=== Goal of the exercise ===
In the data that follows, every line containing the word "Target" should be returned.

=== Data for review ===
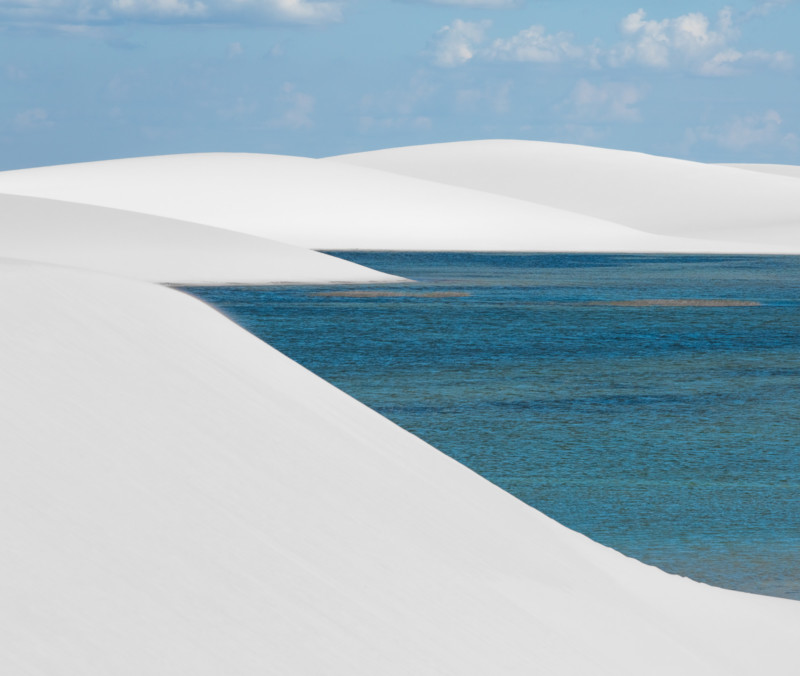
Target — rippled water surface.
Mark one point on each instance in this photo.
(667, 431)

---

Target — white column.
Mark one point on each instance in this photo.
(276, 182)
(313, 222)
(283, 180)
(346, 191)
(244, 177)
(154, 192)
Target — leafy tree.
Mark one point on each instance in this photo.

...

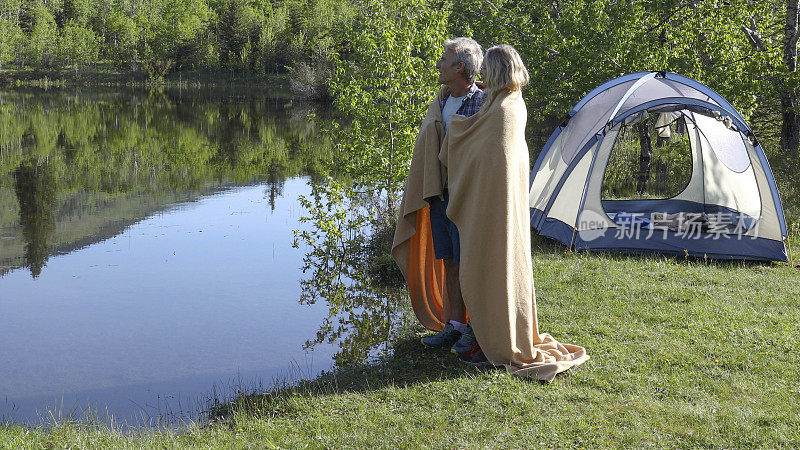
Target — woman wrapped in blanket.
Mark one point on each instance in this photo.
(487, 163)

=== Response to the exercise ===
Target — rippled water surface.
Target — white column.
Target — leafy tree.
Target — woman wrapped in blanket.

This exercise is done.